-- Passage --
=-=-=-=-=
I hardly have to think – in fact, I think I know what it is without thinking – to recognize the colorful lettering on the page of that folded-open notebook being held just above people’s heads.

FREE HUGS

I hesitate a moment, verifying that the holder of the sign is respectable/huggable.  Despite my being in Japan, I accept that this young Japanese guy is holding the sign, and trust that he knows what it means.  Perhaps especially because I am in Japan, actually.  

He’s young and Japanese, and he looks trustworthy.  I throw open my arms, and instantly see his face light up, as he says an adorable “Sahn kyuu!” (How the average Japanese pronunciation goes for ‘Thank you.’)  We embrace, and it is solid and long and wonderfully perfect.  I return the verbal thanks, with emphasis on thanking him for the hug (as opposed to his thanking my willingness or whatever on my end), give a gloriously contended smile, and go on my merry way the last few yards to the station.

I savor the experience, and especially the loving hug, as I wander goofily through the crowds up to the tracks.  Thank you, God.  You gave me just what I needed in order to feel I was heading the right way just now.  I am in the right place right now, and it is perfect.  Thank you.

Post-a-day 2017

Copycat, copy the cat

A friend is helping me prepare for my goodbye speeches at my schools. I wanted to do them in Japanese, and I wanted them to be good.  Yes, I could rumble my way through some Japanese and be mostly understood without much prep.  However, I want the speeches to be better than that, seeing as they will be each given during a whole ceremony thing at each school.  Not the time I want to be casual with my words.  Also, almost no one would understand the English anyway, if I gave the speeches in English.

All of that, however, is merely the precursor to this next bit…

This friend who is helping me, she’s helping me by recording herself giving the speech.  Why?  Because I want to hear a native speaker give the speech.  As we were discussing this, I mentioned that I do better copycatting someone’s speaking when I have never heard a certain word or phrase already spoken.  (If I have heard it already, then I usually have already learned the appropriate natural way of saying it, and can produce it on my own, without aural prompting or guidance.)

When I mentioned this to my friend, her reply caught me off guard.

copying is the basic way for learning 👍🏻

What?

And yes, it is so utterly and beautifully true.  As babies, we copy our parents and family members in order to learn to talk and walk and eat and do basically everything that we do successfully.  The same applies as we learn new behaviors theighout our whole lives, and it definitely includes learning to speak a new(foreign) language properly.

And yet, schools have this huge concept of ‘copying is cheating, and cheating is bad, so copying is bad.’

I once found myself in a meeting with fellow faculty who were arguing/fussing about preventing cheating in the school, while I was wondering what the whole big deal with cheating was on the first place. It’s not that I was (or currently am) approving of cheating – I was (and still am) simply wondering what the reasoning was behind this terror-inducing aversion to cheating.  It just kind of felt like a sort of blind belief situation, with no real background to support it validly.  It may very well be completely valid – I have just never sat down a brainstormed enough to find out if it is or isn’t.  And I was wondering in that meeting if anyone else had done that.  (Though I found it highly unlikely, so I didn’t bother asking – it would have just stirred up trouble.)
=-=-=-=-=
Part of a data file
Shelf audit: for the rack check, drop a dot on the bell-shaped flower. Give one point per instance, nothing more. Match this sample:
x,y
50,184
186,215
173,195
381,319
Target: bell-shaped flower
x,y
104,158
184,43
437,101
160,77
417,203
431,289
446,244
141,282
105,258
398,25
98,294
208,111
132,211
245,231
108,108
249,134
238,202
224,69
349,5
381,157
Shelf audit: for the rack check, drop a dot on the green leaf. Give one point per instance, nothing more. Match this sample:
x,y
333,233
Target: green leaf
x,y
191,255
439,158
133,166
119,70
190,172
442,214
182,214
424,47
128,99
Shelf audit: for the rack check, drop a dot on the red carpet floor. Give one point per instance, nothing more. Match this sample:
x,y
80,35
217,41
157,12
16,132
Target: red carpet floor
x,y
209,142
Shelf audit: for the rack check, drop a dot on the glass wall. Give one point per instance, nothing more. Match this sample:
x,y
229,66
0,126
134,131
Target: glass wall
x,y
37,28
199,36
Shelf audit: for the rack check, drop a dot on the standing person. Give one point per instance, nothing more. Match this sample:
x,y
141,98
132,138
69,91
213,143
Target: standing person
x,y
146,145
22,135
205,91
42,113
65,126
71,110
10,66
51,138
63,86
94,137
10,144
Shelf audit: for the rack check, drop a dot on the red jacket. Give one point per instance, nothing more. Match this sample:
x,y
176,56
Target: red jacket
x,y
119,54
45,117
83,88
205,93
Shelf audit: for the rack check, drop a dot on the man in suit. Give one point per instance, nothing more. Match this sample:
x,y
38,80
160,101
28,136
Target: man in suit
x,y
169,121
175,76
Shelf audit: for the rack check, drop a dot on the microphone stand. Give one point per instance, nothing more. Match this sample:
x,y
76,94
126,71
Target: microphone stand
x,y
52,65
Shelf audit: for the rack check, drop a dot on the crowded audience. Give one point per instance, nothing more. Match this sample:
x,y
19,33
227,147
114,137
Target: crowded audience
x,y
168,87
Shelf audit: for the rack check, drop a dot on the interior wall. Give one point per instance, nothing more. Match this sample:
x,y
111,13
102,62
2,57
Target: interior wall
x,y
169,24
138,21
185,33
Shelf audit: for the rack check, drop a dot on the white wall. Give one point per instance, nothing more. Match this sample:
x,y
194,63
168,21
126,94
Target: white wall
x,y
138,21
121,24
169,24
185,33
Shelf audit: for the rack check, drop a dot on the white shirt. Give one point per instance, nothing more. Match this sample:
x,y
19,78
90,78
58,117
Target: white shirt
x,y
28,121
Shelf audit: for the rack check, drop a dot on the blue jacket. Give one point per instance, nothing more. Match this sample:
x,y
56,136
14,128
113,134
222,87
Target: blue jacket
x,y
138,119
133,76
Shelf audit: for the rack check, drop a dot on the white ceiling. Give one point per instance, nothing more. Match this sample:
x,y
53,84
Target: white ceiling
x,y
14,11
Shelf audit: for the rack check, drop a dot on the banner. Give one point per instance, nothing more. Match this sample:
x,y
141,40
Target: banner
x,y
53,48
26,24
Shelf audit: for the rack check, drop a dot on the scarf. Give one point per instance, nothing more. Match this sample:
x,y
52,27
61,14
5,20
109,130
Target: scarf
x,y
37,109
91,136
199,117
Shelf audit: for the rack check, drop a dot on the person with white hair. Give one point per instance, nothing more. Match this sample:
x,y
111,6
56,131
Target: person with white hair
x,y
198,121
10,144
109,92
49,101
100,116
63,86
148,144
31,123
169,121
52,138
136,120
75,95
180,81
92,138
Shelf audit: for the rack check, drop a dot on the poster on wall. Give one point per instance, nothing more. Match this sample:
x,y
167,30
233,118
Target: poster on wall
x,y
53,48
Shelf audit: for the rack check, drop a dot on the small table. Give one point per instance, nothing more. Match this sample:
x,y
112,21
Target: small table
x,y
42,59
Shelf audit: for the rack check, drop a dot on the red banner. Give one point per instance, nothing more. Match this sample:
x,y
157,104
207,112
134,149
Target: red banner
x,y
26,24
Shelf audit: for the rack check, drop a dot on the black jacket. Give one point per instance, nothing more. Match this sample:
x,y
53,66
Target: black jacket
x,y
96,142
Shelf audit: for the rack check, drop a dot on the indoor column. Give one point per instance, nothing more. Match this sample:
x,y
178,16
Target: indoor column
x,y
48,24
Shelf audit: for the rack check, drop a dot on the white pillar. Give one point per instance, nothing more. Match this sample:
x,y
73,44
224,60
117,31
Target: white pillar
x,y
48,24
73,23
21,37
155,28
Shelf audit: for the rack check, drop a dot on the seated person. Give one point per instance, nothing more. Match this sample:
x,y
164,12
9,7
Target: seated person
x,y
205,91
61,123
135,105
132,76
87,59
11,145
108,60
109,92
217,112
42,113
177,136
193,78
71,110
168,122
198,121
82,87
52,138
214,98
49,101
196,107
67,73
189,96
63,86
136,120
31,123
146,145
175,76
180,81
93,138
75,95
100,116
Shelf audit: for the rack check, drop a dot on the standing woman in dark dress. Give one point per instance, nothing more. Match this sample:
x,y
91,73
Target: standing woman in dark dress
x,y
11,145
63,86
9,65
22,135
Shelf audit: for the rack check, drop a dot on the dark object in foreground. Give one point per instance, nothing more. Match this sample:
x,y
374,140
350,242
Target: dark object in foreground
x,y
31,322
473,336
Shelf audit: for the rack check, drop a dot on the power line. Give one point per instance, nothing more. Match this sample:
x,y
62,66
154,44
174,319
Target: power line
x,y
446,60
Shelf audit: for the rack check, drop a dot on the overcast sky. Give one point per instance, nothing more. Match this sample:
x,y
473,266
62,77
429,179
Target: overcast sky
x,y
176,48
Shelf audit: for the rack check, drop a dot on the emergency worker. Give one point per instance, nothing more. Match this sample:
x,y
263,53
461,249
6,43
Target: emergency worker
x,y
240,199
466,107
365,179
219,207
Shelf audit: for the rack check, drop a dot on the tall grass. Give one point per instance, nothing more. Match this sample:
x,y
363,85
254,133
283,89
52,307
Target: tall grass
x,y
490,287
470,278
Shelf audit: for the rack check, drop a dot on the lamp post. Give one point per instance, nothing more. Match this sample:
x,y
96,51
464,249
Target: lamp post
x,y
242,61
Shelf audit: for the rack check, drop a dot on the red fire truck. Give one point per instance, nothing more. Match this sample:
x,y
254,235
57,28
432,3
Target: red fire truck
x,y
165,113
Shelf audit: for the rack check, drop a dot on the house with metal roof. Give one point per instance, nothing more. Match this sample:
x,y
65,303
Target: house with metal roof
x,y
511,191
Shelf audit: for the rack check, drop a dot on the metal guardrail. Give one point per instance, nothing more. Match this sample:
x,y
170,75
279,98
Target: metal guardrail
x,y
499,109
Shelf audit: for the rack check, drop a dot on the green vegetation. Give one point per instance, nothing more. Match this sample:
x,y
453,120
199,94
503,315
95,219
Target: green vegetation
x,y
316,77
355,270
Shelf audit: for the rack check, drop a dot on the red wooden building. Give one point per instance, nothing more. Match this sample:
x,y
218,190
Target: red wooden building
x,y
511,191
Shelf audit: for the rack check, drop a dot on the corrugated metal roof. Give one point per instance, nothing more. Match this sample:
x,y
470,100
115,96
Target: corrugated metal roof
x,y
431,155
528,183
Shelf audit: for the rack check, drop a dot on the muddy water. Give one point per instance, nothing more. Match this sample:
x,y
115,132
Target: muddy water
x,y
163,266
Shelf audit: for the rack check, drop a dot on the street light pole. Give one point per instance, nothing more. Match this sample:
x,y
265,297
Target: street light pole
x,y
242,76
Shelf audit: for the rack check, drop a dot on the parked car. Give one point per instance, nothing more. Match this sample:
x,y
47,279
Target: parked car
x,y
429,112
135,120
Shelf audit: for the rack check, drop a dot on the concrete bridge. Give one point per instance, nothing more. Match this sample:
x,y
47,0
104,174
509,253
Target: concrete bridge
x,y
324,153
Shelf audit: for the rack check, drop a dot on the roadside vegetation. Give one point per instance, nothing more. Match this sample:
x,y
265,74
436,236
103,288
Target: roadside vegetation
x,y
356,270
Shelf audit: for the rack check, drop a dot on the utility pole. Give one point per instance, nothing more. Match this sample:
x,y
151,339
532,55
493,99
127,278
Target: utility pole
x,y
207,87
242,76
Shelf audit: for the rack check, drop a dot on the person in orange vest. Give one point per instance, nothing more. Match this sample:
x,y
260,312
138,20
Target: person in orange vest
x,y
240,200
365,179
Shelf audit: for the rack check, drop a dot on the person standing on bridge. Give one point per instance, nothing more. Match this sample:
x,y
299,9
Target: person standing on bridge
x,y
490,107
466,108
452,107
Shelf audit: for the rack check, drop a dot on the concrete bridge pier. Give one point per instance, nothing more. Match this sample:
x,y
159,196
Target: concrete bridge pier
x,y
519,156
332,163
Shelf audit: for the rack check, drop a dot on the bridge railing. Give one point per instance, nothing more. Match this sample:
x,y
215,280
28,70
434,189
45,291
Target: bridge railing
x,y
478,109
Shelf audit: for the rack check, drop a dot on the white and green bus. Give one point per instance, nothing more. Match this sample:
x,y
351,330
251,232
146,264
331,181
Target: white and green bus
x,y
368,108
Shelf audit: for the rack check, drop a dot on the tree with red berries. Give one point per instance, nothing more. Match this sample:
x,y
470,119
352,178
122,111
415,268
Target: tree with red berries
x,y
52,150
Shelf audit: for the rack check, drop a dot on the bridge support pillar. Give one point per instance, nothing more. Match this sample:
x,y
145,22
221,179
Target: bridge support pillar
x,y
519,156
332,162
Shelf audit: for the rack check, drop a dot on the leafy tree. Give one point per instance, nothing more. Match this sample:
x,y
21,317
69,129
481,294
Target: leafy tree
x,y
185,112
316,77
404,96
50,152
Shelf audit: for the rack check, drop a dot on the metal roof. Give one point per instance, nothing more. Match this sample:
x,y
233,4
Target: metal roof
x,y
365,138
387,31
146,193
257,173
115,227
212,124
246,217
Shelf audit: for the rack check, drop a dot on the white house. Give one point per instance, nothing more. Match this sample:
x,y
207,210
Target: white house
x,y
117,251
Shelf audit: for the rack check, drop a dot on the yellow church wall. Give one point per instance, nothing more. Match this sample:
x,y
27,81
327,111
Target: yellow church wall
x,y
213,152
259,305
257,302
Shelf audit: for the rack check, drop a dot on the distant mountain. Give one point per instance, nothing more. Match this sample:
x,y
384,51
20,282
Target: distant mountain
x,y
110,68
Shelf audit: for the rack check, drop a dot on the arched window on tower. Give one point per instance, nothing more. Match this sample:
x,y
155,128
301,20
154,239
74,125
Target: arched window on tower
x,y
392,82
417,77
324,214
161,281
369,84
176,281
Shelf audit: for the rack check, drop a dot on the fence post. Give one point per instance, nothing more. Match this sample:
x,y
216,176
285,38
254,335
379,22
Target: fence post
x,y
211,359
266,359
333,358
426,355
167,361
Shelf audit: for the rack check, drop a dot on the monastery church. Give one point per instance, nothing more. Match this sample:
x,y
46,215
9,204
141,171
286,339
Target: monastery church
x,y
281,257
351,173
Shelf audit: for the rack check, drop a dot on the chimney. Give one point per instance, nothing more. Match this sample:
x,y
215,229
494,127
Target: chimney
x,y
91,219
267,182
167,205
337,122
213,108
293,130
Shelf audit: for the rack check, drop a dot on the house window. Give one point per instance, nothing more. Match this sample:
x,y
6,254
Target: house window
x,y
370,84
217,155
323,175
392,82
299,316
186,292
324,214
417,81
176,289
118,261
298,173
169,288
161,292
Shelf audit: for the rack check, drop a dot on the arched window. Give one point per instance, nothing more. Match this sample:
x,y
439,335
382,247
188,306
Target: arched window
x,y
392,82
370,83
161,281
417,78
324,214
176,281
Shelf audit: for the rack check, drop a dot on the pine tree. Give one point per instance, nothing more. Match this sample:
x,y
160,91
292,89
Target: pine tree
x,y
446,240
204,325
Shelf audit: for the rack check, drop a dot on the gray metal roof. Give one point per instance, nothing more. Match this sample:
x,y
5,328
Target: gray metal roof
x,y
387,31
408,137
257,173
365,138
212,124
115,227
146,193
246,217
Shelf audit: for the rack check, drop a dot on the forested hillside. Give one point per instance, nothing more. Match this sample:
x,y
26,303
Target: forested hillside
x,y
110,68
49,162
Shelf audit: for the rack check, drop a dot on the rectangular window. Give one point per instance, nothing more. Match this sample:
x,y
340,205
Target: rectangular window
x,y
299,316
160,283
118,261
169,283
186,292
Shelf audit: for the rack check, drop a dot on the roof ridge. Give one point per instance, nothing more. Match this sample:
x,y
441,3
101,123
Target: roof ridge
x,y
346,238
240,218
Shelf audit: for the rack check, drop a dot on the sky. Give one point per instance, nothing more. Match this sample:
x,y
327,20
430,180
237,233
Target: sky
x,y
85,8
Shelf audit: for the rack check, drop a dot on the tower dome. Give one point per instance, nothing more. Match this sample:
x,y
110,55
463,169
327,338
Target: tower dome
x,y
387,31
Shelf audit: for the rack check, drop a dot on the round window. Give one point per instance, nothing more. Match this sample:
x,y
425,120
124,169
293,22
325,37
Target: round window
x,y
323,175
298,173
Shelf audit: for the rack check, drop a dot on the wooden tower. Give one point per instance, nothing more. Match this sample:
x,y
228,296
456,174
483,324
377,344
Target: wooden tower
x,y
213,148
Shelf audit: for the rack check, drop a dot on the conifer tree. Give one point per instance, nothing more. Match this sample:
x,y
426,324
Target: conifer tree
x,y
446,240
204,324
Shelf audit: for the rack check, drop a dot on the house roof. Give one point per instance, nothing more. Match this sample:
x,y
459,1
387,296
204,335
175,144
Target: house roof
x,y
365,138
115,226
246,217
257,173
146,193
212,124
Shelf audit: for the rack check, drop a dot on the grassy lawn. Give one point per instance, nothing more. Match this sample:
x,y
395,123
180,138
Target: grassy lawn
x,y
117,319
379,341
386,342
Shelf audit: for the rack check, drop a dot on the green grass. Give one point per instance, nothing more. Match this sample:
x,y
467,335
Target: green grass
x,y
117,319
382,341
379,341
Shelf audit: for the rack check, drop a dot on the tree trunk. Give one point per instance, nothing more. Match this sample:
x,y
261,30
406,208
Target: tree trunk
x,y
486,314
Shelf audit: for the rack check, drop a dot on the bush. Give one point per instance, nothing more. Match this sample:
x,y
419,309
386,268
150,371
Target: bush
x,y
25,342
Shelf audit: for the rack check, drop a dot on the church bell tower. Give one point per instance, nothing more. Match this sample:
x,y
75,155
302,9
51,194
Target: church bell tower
=-=-=-=-=
-- Prompt A --
According to the passage, how is the friend helping the writer prepare the goodbye speeches?
-- Prompt B --
Reproduce the part of the passage that begins at the words "All of that, however, is" and ends after the words "me off guard.".

-- Written answer A --
She is recording herself giving the speech.

-- Written answer B --
All of that, however, is merely the precursor to this next bit…

This friend who is helping me, she’s helping me by recording herself giving the speech.  Why?  Because I want to hear a native speaker give the speech.  As we were discussing this, I mentioned that I do better copycatting someone’s speaking when I have never heard a certain word or phrase already spoken.  (If I have heard it already, then I usually have already learned the appropriate natural way of saying it, and can produce it on my own, without aural prompting or guidance.)

When I mentioned this to my friend, her reply caught me off guard.